ABOUT THIS TASK: When the word "surface" appears in a line of the data below, list that line.

Stored data entries:
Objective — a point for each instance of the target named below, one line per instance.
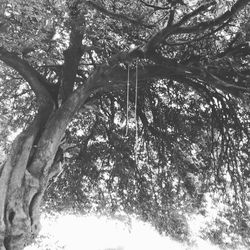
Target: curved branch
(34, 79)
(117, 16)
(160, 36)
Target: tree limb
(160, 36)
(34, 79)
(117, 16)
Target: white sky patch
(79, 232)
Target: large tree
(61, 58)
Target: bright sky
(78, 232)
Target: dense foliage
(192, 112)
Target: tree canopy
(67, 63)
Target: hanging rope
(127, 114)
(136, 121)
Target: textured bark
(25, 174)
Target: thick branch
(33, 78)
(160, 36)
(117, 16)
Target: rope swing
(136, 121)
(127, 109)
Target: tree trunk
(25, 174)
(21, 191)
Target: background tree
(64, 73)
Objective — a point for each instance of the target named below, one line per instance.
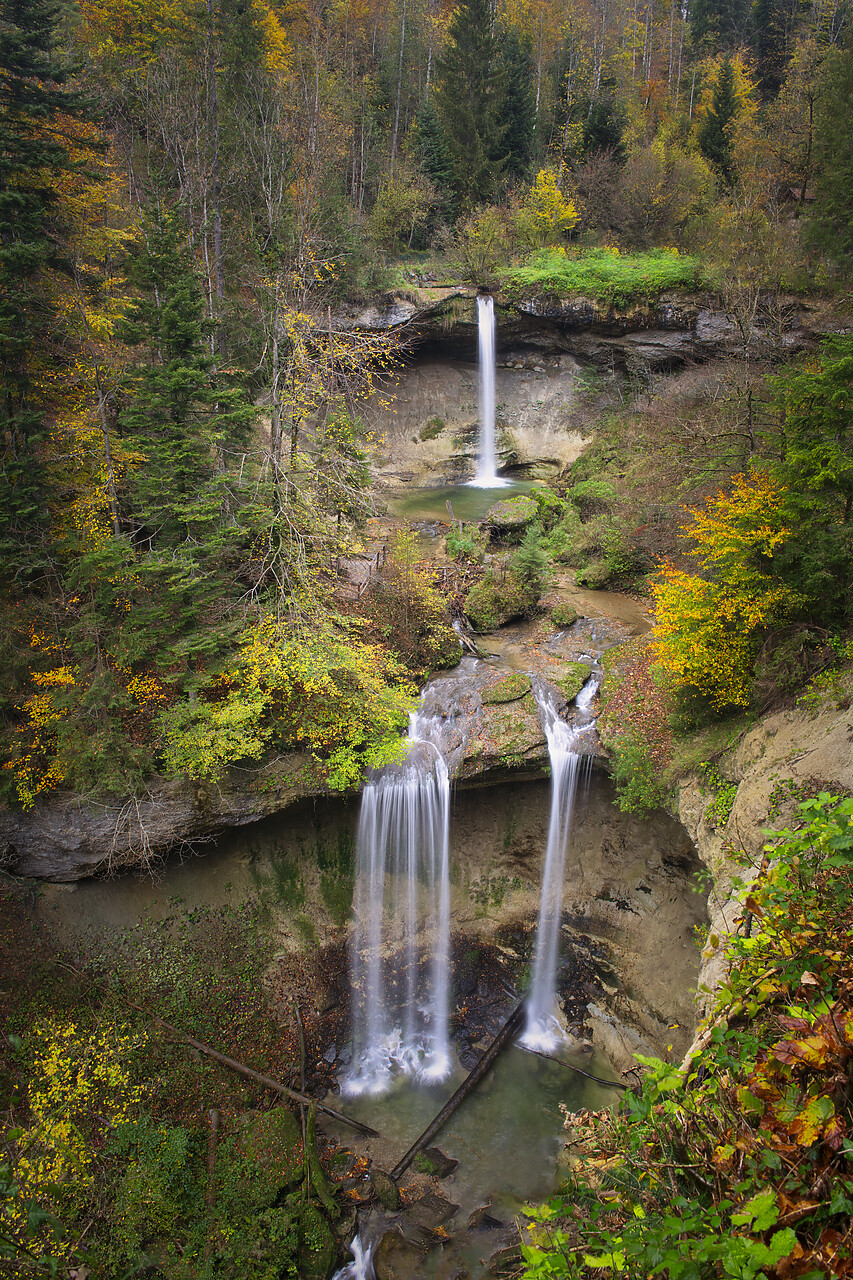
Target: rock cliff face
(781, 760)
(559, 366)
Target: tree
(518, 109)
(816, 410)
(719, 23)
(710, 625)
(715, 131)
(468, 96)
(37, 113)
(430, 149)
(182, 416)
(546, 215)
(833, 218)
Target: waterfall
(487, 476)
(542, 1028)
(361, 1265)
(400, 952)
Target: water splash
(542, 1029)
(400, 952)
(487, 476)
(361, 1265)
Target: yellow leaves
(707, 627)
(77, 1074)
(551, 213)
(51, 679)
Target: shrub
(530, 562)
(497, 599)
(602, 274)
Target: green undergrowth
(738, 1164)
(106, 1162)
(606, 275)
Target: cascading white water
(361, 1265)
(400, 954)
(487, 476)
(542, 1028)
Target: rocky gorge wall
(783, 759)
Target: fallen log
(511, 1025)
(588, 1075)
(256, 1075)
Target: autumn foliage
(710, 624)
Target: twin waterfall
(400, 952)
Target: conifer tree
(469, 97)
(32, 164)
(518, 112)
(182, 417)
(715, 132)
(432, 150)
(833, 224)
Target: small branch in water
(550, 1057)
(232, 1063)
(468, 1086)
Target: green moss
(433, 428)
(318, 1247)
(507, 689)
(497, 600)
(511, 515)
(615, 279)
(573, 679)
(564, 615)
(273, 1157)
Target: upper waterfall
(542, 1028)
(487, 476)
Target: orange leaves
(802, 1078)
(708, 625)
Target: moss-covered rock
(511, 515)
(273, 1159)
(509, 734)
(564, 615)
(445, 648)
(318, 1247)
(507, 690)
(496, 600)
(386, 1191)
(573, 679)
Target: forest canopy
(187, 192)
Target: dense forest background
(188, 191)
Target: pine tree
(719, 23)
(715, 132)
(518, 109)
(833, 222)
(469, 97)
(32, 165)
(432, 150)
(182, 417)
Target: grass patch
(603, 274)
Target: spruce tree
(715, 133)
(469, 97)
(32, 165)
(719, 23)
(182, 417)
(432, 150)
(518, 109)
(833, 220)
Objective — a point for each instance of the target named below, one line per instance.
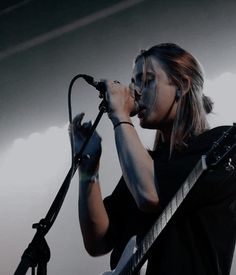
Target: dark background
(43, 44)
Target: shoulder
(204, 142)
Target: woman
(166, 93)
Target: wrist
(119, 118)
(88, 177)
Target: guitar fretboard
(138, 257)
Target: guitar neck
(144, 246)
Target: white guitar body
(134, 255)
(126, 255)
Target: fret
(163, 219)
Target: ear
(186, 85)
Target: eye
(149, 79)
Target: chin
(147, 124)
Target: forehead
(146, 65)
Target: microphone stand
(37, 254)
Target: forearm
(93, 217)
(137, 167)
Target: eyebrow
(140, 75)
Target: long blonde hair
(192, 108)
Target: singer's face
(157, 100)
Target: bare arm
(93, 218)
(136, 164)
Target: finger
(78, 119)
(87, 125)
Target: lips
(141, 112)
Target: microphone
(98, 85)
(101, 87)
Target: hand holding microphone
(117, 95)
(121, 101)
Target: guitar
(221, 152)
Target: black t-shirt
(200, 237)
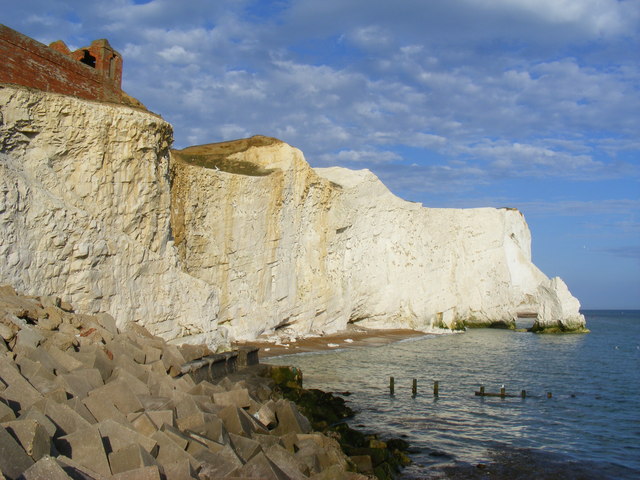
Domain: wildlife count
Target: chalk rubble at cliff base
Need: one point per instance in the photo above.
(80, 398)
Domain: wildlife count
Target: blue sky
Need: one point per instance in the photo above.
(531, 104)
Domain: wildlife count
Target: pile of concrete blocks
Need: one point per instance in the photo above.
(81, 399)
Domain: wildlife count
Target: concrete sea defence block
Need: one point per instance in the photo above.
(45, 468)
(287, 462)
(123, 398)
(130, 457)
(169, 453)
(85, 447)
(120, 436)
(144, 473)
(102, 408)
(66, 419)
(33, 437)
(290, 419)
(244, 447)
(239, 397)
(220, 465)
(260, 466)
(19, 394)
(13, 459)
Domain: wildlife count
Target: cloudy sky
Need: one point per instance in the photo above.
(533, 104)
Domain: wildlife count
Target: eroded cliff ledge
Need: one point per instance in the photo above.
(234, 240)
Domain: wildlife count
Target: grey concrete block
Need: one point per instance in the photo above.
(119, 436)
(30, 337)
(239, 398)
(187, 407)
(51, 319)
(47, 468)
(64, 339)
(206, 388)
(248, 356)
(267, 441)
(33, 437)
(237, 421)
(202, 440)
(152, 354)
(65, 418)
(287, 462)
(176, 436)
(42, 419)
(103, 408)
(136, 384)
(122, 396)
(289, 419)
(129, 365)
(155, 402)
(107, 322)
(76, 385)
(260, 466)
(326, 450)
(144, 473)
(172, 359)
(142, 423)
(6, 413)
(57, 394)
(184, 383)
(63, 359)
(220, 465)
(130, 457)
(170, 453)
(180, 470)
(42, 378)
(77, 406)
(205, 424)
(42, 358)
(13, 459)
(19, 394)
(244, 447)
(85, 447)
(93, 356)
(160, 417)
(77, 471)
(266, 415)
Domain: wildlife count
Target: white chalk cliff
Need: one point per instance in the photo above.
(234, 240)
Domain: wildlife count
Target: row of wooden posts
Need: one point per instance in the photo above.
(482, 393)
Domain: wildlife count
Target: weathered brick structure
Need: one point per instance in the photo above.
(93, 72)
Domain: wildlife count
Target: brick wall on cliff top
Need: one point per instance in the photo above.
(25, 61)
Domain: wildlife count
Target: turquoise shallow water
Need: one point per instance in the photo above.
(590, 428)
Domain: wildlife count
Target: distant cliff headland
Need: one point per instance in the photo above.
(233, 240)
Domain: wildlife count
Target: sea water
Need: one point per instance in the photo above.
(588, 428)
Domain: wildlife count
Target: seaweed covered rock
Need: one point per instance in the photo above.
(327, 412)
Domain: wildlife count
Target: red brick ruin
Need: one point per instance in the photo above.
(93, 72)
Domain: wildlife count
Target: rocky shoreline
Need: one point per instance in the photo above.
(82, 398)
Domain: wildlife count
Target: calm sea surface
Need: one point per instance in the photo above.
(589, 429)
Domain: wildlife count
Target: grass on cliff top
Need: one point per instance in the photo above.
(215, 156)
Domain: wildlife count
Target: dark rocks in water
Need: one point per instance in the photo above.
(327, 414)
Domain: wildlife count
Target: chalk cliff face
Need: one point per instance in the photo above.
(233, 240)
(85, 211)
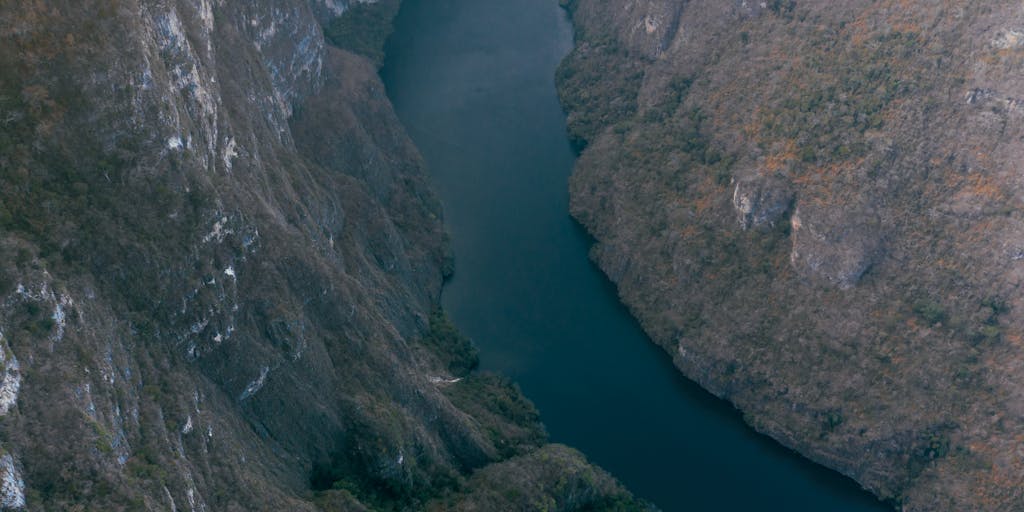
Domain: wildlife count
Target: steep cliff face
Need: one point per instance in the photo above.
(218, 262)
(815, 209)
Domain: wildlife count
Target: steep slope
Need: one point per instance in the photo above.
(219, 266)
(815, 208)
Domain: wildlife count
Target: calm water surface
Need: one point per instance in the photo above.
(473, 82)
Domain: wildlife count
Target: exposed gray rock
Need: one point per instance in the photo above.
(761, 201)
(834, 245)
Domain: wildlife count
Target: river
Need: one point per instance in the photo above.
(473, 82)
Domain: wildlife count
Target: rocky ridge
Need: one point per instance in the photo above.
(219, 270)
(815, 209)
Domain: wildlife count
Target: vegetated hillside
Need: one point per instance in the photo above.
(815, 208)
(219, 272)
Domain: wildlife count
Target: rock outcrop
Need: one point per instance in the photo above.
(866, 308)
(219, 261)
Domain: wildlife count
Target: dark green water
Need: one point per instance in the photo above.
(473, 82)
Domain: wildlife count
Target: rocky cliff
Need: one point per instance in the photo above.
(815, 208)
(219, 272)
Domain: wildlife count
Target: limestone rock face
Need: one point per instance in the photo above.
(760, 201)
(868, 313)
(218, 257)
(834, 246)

THE COMPLETED TASK:
Target: calm sea surface
Target: calm water surface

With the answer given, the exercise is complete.